= Alice Elphick =

Australian nun

Alice Nolan Elphick, (4 August 1921 – 20 June 2008), probably better known as Sister Mary Bernice Elphick, was a nun of the Sisters of Charity of Australia with a long and prestigious record of service to health.

==Biography==
Elphick was born on 4 August 1921, in country Victoria (Foster, South Gippsland), to Herbert and Sarah Elphick. Her father was both a farmer and a railway engineer. Alice had three brothers and two sisters. Elphick completed her high school education and nursing training in Melbourne.

She entered the Novitiate of the Sisters of Charity on 2 July 1943, and was professed on 14 January 1946, taking the name Sister (Sr.) Bernice.

Elphick first appointment was in 1946 at St Vincent's Hospital in Sydney. She proceeded through a number of positions at various St Vincent's Hospitals around the country. From 1957-1962, she served as the Mother Rectress in Launceston and, from 1963, she served as the Mother Rectress in Sydney, managing the hospital as well as the Convent.

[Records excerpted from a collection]
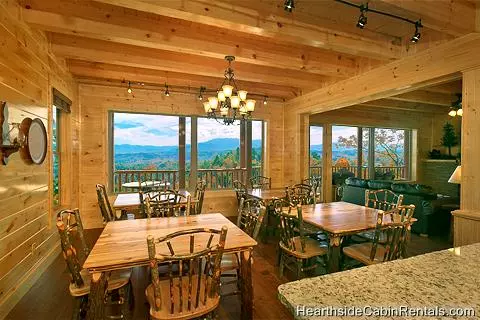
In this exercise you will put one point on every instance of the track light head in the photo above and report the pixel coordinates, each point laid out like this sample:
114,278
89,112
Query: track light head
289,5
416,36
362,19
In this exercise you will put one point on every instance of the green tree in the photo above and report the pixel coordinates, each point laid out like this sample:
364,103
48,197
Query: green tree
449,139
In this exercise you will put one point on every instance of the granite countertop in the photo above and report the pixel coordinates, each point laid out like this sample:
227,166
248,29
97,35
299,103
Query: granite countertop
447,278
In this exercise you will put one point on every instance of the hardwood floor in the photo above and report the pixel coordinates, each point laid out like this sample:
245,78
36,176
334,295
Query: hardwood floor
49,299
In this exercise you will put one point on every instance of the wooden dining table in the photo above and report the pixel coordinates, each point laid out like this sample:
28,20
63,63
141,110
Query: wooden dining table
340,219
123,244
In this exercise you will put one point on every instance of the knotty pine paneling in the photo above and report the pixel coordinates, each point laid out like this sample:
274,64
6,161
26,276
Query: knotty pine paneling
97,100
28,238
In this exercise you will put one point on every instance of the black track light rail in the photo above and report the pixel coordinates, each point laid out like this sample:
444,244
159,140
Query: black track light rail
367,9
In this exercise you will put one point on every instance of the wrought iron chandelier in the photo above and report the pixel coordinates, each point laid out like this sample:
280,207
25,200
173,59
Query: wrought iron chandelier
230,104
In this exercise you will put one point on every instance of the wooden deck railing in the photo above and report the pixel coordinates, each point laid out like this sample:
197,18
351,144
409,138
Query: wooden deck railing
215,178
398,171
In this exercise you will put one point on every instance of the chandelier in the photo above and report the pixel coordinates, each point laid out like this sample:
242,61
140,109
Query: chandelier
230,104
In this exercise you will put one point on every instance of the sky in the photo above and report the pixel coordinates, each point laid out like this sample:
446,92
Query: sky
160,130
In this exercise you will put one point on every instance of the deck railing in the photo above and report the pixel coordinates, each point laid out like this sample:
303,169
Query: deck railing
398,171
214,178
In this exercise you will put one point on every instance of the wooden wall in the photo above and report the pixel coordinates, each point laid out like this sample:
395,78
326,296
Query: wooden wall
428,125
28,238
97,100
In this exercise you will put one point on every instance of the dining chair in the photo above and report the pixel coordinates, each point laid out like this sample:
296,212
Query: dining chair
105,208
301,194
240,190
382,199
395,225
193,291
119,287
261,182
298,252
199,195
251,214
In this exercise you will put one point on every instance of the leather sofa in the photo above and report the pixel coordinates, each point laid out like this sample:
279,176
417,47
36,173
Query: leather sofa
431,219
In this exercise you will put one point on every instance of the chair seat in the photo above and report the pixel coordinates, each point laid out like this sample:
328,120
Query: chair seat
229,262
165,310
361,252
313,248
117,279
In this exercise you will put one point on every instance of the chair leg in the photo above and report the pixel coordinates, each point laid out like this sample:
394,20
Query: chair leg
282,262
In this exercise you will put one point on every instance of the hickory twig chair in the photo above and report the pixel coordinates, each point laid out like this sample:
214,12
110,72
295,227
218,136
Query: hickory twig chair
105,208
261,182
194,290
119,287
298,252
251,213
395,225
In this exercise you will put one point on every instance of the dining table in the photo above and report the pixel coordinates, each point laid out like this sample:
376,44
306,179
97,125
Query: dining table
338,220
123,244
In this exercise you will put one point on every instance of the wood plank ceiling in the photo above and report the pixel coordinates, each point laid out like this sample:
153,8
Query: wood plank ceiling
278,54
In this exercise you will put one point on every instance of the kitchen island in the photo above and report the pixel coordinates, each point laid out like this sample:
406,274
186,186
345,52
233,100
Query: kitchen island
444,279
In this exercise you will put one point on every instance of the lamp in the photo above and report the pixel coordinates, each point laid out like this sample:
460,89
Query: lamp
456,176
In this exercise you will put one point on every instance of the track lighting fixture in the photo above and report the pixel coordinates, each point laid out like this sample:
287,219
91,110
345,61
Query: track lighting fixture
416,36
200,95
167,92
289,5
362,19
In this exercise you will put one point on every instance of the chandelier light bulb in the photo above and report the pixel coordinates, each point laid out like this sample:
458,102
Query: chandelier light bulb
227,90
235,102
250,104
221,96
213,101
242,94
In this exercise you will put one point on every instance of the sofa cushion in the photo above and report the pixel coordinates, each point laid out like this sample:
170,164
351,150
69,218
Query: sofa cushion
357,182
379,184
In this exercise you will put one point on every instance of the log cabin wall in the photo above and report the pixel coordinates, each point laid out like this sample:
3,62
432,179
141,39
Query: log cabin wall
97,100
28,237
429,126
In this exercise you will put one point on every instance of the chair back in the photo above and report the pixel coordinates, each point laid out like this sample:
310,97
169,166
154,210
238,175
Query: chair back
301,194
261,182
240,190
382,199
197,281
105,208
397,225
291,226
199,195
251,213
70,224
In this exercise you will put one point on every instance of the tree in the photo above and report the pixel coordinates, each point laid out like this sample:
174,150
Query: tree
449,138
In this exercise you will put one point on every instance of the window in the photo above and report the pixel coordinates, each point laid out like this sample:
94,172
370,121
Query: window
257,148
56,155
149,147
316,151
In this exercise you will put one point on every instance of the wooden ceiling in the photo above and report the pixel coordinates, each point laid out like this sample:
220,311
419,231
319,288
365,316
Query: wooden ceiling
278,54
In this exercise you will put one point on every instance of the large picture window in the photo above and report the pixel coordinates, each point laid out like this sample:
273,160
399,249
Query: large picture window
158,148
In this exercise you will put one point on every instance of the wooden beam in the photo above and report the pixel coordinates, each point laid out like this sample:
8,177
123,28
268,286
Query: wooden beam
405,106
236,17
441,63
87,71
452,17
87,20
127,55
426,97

◆ **Task instructions**:
1: Would you print the passage of the Alice Elphick text between "She entered the" and "as the Convent.", inclusive?
2: Using the Alice Elphick text, answer these:
(a) In what town was Elphick born?
(b) On what date was she professed?
(c) Where did she serve as Mother Rectress from 1957 to 1962?

◆ **Answers by item number**:
1:
She entered the Novitiate of the Sisters of Charity on 2 July 1943, and was professed on 14 January 1946, taking the name Sister (Sr.) Bernice.

Elphick first appointment was in 1946 at St Vincent's Hospital in Sydney. She proceeded through a number of positions at various St Vincent's Hospitals around the country. From 1957-1962, she served as the Mother Rectress in Launceston and, from 1963, she served as the Mother Rectress in Sydney, managing the hospital as well as the Convent.

2:
(a) Foster, South Gippsland, in country Victoria
(b) 14 January 1946
(c) Launceston